Work instructions:
Copy the lab description word for word, from "Facilities available through" up to and including "foot test section)".

Source extract:
This laboratory encompasses research and instructional activities for the College of Engineering and is intended "to minimize adverse impacts of the fabricated world on the natural environment." The lab houses cross-disciplinary research activities from the departments of mechanical, civil and environmental engineering and includes collaborative scholarship among faculty for fluids-related research and instruction. It is co-directed by Assistant Professor of Mechanical Engineering M. Laura Beninati and Assistant Professor of Civil and Environmental Engineering Jessica Newlin. The facility includes several flumes with complementary research instrumentation, advanced measurement systems and fluid diagnostics. Other facilities and instrumentation are available through a partnership with the Applied Research Laboratory at Pennsylvania State University.

Current research activities include:

  • Pollutant transport and contamination of surface and groundwater
  • Utilization and management of water resources
  • Sediment erosion and deposition patterns at bridge crossings and other hydraulic structures
  • Hydrometeorology or modeling of the atmospheric boundary layer
  • Sediment transport and entrainment (with ARL Penn State)
  • Sustainable engineering/renewable energy with an emphasis on marine hydrokinetic devices (with ARL Penn State and Sandia National Laboratories)

Facilities and instrumentation
In-house:

  • A large-scale (32 by 4 by 1.5 foot) tilting hydraulic flume with an automated 3-D traversing system and feedback control, used to accurately position probes or sensors within the flume
  • A moderate scale (20 by 1 by 2.5 foot) hydraulic tilting flume
  • Two moderate scale research and instructional wind tunnels
  • A three-component and a two-component Acoustic Doppler Velocimeter (ADV)
  • Advanced Hydrological Study Facility to model surface water and groundwater in a watershed, including the formation of river features over time
  • Automated 2-D Sediment Bed Profiler (HR Wallingford Ltd.) with laser and touch-sensitive probes
  • Two Marsh-McBirney electromagnetic flow meters for field investigation of velocity
  • A standard low-speed Nixon velocity probe (.05 to 1.5 meters per second) and a standard high-speed Nixon velocity probe (.6 to 3.0 meters per second), with digital indicator
  • A large-scale (45 by 10 by 4 foot) geology and sediment flume housed in the Sedimentology and Riverine Morphodynamics Laboratory in the Department of Geology. The facility is directed by Professor of Geology Craig Kochel.

Facilities available through partnership with Penn State ARL:

Flow facilities:

  • Vortex ring facility (9 by 3 by 3 foot water facility)
  • 12-inch diameter glycerine tunnel
  • Water channel (12 by 2.5 by 2 foot test section)
  • 12-inch and 48-inch diameter water tunnels

Measurement capabilities:

  • TSI DPIV systems
  • ISSI Shadow PIV system
  • TSI multi-component fiber-optic probe LDV systems
  • High-speed video
  • Pressure and force measurement
  • Acoustic measurement
  • Multi-channel, high-speed (100kHz, MHz, and GHz ranges) DAQ
  • Local cluster for DPIV and image processing

Computational facilities:

Computer clusters for high priority design work with more than three million processor hours per year capacity (across 300 processors). Further off-site HPCMO and NASA project allocations are available as needed.

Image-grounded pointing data
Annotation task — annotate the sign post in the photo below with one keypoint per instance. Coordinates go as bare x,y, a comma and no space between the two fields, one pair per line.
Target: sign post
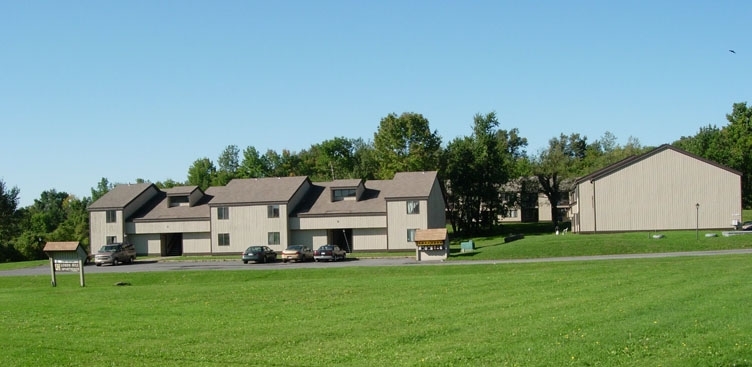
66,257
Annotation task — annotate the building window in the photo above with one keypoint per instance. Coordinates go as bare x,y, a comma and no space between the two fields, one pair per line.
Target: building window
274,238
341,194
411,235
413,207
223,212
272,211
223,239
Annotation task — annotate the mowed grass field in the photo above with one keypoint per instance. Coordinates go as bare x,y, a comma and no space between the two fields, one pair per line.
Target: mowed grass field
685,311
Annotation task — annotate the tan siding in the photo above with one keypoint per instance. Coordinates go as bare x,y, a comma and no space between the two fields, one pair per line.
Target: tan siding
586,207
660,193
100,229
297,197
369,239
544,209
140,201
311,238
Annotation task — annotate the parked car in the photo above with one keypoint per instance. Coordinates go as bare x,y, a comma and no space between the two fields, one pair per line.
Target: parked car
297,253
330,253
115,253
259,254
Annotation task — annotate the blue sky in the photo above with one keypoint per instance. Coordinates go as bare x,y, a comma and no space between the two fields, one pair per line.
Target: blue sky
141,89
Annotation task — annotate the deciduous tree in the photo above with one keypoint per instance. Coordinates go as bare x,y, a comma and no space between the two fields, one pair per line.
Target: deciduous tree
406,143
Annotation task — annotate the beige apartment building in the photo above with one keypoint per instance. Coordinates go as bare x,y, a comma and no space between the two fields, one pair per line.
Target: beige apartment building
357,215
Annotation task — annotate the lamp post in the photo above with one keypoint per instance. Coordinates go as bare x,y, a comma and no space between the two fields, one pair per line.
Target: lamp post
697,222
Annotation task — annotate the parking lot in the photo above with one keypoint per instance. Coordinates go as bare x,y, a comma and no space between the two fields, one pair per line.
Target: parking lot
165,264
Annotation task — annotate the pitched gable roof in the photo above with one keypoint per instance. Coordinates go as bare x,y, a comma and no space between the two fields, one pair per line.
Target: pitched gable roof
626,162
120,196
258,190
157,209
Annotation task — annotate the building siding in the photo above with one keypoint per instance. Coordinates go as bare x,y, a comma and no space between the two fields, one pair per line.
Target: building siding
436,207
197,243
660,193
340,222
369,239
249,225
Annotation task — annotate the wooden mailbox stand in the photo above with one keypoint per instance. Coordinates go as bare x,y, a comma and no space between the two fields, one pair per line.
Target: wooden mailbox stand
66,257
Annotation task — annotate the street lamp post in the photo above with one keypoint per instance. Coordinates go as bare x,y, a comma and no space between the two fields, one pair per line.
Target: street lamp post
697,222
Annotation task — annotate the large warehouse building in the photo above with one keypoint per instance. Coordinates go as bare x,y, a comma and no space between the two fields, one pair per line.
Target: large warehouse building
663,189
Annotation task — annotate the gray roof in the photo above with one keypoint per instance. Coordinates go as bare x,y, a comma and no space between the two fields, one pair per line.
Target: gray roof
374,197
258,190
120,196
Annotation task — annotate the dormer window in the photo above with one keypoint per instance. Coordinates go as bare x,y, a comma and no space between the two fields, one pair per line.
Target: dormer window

Written solution:
Facilities available through partnership with Penn State ARL:

Flow facilities:

  • Vortex ring facility (9 by 3 by 3 foot water facility)
  • 12-inch diameter glycerine tunnel
  • Water channel (12 by 2.5 by 2 foot test section)